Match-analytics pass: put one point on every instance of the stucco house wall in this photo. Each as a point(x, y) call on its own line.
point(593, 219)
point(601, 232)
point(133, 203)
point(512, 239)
════
Lay out the data above as a JSON list of strings, one string for each line, with blank lines omitted.

[
  "Match-analytics pass: put one point on every instance of the stucco house wall in this photo. Each as a point(x, y) call on its own line.",
  "point(593, 219)",
  "point(601, 232)",
  "point(133, 203)",
  "point(512, 239)"
]